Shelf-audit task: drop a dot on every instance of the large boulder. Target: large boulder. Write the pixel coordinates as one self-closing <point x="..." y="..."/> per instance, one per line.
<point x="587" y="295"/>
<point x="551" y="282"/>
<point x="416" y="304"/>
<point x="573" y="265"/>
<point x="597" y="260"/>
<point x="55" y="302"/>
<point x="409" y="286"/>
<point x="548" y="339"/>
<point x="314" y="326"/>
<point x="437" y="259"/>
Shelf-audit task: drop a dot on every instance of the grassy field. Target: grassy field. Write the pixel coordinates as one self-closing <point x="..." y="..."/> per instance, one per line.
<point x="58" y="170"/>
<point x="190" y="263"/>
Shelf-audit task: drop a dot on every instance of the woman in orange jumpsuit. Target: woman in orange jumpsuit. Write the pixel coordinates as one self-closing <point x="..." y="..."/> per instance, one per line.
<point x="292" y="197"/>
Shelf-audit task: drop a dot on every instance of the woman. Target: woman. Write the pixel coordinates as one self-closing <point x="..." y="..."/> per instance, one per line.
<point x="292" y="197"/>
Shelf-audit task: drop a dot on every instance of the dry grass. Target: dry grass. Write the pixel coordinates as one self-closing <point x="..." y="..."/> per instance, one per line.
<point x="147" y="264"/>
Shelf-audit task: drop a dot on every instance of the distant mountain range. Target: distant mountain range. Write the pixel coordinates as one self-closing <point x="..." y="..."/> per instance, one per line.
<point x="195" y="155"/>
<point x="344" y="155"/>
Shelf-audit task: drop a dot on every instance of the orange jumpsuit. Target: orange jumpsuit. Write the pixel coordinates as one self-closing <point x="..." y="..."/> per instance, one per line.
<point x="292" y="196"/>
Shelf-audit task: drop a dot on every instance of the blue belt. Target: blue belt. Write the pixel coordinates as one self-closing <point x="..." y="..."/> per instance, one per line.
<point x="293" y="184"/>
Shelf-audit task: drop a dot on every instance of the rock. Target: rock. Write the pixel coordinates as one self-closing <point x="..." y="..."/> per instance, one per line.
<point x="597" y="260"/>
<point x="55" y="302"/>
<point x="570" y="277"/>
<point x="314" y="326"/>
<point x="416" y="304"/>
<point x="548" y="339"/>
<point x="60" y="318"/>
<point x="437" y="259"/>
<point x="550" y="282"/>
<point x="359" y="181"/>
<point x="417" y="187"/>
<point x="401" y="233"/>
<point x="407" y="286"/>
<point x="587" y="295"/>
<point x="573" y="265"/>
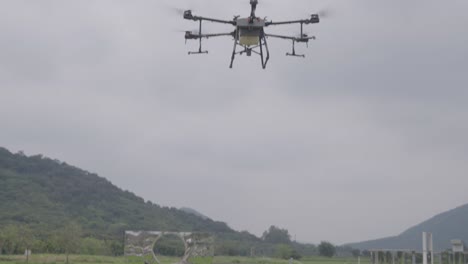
● ● ● ●
== Aim of the exercise ==
Before duplicating, set the pictures aside; then output exactly the lines from the one with "Shelf-audit task: drop a dot on every instance of the blue" through the end of the records, and only those.

== Solution to this task ==
Shelf-audit task: drop a dot on every instance of the blue belt. Target: blue belt. Write the pixel coordinates as one self-closing <point x="..." y="..."/> per instance, one per line.
<point x="293" y="184"/>
Shelf-audit task: drop a dot on every instance of the rock. Target: rock. Write the pixel coordinates as one self-closing <point x="..." y="..."/> per instance, one per line.
<point x="597" y="260"/>
<point x="55" y="302"/>
<point x="570" y="277"/>
<point x="314" y="326"/>
<point x="416" y="304"/>
<point x="548" y="339"/>
<point x="60" y="318"/>
<point x="437" y="259"/>
<point x="550" y="282"/>
<point x="359" y="181"/>
<point x="417" y="187"/>
<point x="401" y="233"/>
<point x="407" y="286"/>
<point x="587" y="295"/>
<point x="573" y="265"/>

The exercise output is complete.